- **WHAT TO PRODUCE**: List each line of the entries below that contains the string "segment", copying every such line verbatim.

- **EXTRACTED INFORMATION**:
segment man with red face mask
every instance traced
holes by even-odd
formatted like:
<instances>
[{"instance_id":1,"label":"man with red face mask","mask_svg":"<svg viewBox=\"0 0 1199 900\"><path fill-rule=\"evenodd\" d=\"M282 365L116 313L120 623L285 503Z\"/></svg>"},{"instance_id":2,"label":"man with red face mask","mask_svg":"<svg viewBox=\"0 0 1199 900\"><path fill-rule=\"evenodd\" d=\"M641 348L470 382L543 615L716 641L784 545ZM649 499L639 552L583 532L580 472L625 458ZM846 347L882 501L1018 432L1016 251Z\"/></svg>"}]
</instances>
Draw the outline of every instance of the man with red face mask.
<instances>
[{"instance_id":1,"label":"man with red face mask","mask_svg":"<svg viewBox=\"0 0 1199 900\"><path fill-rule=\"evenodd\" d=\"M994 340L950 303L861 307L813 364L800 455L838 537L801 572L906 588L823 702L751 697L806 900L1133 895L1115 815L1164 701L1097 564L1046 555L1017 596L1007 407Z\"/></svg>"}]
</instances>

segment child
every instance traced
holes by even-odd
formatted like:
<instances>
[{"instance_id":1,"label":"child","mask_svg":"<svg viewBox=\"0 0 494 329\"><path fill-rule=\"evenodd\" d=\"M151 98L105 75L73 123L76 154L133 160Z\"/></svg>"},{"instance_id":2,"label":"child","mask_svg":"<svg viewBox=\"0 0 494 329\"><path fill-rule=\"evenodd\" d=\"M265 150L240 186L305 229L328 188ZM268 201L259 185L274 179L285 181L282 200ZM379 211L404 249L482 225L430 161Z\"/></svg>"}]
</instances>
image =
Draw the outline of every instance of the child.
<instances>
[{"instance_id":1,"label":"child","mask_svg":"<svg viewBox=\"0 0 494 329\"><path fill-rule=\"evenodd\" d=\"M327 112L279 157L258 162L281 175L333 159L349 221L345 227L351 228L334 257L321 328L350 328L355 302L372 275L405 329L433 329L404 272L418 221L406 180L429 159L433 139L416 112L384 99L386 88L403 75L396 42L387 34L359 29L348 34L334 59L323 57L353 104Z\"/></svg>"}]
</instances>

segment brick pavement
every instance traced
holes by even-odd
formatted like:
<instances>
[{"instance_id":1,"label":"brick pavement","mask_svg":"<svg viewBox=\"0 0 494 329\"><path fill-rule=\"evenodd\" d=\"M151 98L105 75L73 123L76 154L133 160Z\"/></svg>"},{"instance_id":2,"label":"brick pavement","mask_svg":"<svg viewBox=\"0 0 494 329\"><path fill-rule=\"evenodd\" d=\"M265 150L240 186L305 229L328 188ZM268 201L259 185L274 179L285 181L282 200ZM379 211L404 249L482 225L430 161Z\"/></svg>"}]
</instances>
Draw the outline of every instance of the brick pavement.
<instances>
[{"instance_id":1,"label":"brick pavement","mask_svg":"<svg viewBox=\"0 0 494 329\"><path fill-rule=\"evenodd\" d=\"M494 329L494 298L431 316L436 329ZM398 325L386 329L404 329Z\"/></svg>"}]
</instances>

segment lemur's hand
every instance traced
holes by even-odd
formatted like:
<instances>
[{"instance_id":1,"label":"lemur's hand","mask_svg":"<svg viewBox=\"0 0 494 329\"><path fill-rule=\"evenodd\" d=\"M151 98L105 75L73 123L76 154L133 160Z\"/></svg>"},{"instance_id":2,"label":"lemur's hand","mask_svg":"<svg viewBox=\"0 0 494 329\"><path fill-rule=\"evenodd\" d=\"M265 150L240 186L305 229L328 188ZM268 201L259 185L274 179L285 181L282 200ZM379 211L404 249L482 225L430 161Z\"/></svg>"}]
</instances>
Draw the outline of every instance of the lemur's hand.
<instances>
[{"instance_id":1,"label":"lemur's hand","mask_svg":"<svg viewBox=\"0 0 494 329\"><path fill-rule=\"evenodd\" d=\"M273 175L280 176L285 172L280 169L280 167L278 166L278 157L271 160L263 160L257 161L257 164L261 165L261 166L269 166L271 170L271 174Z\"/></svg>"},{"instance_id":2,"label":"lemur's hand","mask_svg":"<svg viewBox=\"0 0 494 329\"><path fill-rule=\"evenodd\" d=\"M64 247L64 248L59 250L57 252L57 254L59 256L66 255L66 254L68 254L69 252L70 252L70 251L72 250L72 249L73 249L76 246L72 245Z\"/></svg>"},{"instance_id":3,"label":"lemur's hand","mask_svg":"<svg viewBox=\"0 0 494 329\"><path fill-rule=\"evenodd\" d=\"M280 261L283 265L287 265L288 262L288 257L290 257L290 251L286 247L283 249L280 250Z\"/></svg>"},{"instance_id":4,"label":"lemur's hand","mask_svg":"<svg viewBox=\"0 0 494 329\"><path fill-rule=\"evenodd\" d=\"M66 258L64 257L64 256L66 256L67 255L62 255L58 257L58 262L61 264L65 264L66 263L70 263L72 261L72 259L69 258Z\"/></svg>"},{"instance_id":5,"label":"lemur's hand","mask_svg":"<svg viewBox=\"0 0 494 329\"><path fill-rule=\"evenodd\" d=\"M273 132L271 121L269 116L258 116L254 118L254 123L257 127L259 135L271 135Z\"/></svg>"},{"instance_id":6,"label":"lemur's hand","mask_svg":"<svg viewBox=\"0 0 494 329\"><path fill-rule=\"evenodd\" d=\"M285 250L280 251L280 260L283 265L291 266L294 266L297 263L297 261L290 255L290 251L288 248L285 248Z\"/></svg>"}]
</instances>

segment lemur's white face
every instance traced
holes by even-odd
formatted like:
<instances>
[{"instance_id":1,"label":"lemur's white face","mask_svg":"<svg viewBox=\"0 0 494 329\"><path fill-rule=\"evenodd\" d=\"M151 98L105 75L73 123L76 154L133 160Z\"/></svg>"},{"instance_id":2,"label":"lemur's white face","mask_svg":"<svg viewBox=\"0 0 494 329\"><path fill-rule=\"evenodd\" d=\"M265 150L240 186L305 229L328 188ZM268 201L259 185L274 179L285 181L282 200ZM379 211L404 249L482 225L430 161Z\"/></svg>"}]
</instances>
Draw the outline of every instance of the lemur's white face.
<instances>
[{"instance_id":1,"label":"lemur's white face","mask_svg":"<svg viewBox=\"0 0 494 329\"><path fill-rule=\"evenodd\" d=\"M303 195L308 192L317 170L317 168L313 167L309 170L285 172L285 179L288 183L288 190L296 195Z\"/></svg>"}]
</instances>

- **TASK ANSWER**:
segment man with red face mask
segment child
segment brick pavement
segment lemur's hand
segment lemur's white face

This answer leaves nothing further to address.